__DATA SECTION__.
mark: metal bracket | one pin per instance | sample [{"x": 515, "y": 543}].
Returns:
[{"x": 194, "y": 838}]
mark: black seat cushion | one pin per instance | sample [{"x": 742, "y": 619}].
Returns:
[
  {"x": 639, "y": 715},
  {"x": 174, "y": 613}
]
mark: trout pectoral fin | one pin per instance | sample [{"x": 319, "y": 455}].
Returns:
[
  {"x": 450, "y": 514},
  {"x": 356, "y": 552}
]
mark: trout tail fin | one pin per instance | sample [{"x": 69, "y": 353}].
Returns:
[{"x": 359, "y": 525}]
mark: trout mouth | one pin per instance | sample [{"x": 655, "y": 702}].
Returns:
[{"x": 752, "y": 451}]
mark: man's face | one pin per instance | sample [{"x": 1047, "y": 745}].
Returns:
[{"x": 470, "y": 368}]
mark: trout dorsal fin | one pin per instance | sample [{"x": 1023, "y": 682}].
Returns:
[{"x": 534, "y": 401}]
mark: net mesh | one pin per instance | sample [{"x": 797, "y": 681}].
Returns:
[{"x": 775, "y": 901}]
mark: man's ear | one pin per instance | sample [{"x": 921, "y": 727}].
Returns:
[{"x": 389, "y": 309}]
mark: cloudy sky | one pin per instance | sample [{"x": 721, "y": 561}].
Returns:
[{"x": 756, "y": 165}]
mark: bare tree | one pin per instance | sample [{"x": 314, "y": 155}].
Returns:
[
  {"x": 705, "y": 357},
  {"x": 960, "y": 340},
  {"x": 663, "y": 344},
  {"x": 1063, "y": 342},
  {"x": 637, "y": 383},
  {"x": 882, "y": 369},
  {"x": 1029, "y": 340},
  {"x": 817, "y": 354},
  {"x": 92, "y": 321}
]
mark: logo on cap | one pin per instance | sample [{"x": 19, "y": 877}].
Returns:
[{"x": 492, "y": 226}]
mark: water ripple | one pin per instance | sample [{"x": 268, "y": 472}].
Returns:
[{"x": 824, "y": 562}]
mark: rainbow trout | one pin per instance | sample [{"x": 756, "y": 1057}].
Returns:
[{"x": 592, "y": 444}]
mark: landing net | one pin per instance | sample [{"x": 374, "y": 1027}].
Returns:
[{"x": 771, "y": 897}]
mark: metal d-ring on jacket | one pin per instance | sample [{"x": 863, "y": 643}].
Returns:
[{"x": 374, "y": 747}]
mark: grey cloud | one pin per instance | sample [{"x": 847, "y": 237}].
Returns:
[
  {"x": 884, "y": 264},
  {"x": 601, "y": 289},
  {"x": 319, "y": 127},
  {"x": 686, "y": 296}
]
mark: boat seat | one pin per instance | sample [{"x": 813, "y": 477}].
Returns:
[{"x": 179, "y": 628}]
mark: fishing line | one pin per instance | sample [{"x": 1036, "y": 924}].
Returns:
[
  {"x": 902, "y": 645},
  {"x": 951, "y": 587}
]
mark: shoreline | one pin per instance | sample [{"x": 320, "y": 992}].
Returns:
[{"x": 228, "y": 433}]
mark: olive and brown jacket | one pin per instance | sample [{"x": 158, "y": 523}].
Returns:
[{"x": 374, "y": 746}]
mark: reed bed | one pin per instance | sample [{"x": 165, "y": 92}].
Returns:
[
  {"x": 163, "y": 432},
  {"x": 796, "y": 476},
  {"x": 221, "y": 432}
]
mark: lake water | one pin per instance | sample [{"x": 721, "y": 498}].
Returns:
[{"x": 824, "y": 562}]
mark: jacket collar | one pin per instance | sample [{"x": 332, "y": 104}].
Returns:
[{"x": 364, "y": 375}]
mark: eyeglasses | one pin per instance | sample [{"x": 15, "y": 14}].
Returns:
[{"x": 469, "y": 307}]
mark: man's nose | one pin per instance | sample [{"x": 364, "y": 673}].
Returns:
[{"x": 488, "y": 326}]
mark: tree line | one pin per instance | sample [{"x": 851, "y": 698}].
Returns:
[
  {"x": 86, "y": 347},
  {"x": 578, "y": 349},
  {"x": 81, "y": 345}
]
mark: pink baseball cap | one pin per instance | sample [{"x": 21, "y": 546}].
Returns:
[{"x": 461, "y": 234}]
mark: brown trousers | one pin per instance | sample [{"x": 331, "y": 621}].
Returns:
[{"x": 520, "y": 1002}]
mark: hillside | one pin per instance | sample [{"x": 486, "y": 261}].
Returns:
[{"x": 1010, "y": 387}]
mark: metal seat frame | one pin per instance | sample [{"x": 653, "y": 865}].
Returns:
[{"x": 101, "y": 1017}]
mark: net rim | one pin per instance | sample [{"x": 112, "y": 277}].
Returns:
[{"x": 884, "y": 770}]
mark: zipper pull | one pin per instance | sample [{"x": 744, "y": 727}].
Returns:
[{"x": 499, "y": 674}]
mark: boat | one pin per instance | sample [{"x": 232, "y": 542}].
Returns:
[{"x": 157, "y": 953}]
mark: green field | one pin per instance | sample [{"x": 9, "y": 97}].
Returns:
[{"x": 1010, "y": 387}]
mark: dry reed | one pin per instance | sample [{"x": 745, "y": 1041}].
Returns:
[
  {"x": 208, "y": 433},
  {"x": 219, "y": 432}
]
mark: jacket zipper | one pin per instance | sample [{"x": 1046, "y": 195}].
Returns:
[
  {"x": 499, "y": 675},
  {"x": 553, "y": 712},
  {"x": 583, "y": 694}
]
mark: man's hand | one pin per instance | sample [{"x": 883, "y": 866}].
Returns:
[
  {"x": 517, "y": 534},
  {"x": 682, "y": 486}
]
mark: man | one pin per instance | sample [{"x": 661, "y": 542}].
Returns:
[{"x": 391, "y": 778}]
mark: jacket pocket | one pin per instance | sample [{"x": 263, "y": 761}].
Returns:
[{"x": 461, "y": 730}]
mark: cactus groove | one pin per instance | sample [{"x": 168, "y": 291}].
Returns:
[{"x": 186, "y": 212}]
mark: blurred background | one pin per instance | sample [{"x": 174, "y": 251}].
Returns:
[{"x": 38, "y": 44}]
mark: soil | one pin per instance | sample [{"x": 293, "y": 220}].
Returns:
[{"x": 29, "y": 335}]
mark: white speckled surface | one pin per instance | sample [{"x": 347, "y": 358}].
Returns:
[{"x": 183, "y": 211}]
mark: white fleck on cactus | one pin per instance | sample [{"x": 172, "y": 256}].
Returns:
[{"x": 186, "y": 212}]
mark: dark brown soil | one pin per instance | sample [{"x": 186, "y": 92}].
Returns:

__YOUR TASK__.
Reproduce the material word for word, beginning at the line that contains "mark: dark brown" and stopping after the final line of the material, including both of those lines.

__CORRECT ANSWER__.
mark: dark brown soil | one pin per instance | sample [{"x": 186, "y": 92}].
Returns:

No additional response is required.